• **Task description**
Quote the lines from the line holding "Expected: one marker per instance of the metal gate" to the very end of the listing, exactly, and no others.

-- BEGIN Provided entries --

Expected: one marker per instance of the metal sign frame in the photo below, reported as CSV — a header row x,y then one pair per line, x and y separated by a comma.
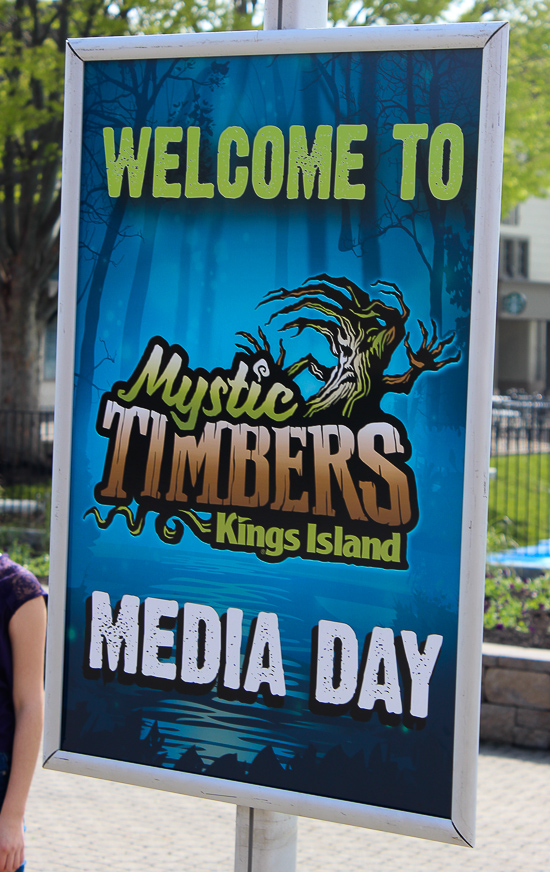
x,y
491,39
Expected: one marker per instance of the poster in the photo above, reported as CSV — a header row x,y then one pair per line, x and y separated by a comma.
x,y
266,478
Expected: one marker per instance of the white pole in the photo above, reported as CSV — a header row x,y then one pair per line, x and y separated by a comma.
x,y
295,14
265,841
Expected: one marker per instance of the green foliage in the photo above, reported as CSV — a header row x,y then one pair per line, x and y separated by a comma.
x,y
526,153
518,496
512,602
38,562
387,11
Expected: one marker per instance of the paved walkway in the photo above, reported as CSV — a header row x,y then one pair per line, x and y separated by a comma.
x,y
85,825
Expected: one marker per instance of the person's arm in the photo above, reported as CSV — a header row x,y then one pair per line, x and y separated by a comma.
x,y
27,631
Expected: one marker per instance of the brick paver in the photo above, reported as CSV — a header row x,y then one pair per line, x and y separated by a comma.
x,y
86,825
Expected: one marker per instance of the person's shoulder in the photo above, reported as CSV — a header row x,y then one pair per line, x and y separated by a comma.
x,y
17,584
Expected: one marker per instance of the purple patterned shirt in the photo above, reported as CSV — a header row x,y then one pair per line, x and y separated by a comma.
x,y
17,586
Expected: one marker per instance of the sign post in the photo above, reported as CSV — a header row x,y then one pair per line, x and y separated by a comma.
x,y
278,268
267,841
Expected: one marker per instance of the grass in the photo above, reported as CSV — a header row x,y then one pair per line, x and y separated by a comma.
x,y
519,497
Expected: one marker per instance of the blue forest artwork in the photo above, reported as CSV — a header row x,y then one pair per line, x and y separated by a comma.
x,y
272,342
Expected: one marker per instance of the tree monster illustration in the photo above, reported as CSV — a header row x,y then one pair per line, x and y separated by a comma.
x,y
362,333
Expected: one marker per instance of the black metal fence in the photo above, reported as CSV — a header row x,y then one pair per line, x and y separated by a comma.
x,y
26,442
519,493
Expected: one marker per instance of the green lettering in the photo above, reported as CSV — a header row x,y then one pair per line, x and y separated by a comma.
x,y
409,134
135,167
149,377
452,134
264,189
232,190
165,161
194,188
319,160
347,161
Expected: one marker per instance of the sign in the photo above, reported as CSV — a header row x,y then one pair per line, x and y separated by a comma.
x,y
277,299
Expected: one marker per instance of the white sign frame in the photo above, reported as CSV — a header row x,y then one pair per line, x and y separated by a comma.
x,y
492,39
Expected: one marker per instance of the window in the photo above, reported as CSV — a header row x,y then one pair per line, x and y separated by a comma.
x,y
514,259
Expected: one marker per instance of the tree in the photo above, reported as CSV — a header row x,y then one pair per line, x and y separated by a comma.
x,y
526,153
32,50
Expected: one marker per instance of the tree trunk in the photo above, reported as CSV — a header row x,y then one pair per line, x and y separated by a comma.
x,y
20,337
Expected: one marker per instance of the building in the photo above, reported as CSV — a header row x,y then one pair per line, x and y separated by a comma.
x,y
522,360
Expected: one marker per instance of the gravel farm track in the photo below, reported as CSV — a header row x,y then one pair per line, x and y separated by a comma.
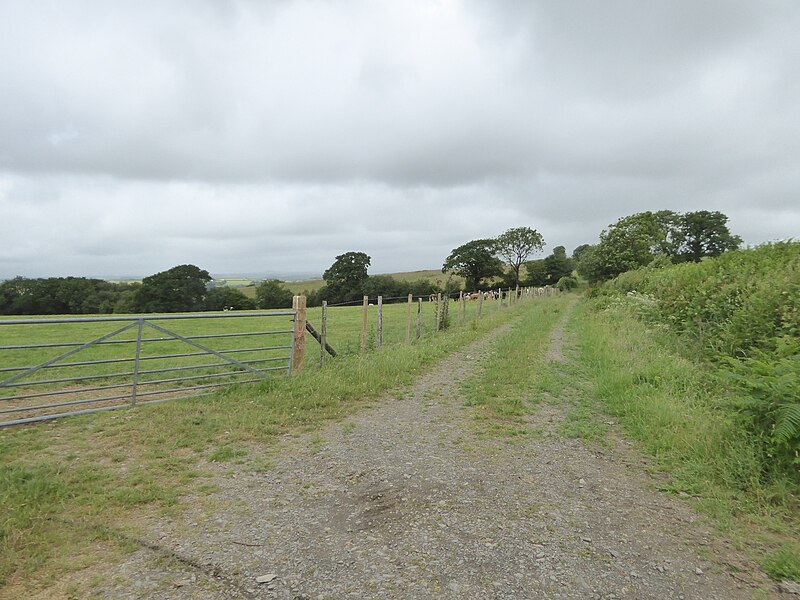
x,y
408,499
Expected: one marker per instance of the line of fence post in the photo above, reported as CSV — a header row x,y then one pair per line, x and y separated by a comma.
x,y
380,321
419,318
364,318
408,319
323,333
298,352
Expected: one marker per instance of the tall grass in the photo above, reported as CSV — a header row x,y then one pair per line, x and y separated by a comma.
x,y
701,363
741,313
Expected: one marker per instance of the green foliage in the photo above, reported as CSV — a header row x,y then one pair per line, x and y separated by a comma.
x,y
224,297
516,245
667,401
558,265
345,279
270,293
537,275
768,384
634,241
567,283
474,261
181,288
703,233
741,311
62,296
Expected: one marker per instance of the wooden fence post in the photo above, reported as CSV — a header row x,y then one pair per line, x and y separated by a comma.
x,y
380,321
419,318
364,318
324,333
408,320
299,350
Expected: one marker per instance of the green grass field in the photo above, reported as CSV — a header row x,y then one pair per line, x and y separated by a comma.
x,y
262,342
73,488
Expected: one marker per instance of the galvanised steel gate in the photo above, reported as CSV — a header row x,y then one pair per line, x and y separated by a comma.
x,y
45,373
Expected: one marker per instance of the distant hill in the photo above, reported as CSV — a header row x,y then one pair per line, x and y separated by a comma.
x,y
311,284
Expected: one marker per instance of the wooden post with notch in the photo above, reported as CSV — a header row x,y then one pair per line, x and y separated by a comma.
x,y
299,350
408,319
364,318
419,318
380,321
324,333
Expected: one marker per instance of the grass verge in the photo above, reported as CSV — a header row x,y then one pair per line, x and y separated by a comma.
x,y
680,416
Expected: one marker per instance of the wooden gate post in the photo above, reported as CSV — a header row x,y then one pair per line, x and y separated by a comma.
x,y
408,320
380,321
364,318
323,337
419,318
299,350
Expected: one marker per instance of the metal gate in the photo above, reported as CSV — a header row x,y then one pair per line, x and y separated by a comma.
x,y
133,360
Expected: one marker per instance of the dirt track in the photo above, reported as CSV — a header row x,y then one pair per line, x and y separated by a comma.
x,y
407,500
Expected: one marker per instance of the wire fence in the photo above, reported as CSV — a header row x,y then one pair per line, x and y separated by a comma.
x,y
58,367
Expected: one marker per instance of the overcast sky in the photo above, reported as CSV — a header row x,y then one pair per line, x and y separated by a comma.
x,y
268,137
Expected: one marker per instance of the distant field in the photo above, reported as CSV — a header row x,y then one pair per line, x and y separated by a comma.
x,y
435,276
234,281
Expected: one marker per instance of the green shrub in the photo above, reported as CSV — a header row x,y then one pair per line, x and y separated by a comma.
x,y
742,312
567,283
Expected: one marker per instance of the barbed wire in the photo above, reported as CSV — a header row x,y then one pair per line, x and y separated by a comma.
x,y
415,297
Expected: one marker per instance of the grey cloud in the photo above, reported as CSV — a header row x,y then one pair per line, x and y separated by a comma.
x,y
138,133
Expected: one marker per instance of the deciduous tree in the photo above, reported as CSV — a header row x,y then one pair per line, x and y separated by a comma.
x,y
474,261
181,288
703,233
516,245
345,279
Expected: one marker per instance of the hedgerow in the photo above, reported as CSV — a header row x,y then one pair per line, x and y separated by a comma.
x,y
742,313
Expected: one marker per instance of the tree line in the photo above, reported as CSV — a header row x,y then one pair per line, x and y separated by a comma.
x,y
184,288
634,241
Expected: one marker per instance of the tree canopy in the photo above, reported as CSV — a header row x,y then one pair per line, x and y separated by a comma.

-- END Provided entries --

• **The solution**
Expected: one marker per instance of the metal gate in the photo above, reported as CSV — a header row x,y then one pair per line, x and y separated by a comma.
x,y
133,360
Expected: one marker per instance of the dirt track in the photo above, reported as CSV — a header row x,y then one pair per line, x and y separated by a comma.
x,y
407,500
Expected: one marker per instance of the wire fence in the photo above, reported as CSV — a header row x,y then one pair per line, x and y separated by a comma.
x,y
58,367
Expected: one marker per instance of the overcast sky in the photo above, reported as CSV — a header row x,y then one pair per line, x and y separated by a comma.
x,y
268,137
Expected: one marker per instance of the distant field in the photo above, reported as CSV — a header row x,y then one pair per line, x and y separated by a comma.
x,y
435,276
234,281
Expected: one marker per instance of the green shrub in the photo above, reported as CSV — a header row x,y then one pair per line, x and y separated by a comma.
x,y
742,312
567,283
Expected: one marker per instance of the barbed wire in the photo above, reported as CSV — a header row x,y then one pair per line, x and y separated by a comma.
x,y
415,297
Expected: one marker per instance of the grey cloud in the photo above, reported as CSV — a header row x,y then one pair per line, x and y separated by a comma.
x,y
138,133
Expected: one marker per instance of the deciduous tree in the photo above, reported as CSV — a header row x,y then one pair per line, x and y separated by a comma.
x,y
474,261
181,288
703,233
516,245
345,279
Expected: one marker per instance of the hedgerow in the photo above, reported as CSV — a header row x,y then one pair per line, x and y separated by a comma.
x,y
742,313
Expected: one marker per instance of the tree line in the photo above, reported as CSV — a header row x,y then one pair per line, x and y separated by a comma.
x,y
184,288
634,241
Expected: one marker per instance of the tree canopy in the photo above, reported as CSV — a header row x,y then one pair per line, x and y separated by a comma.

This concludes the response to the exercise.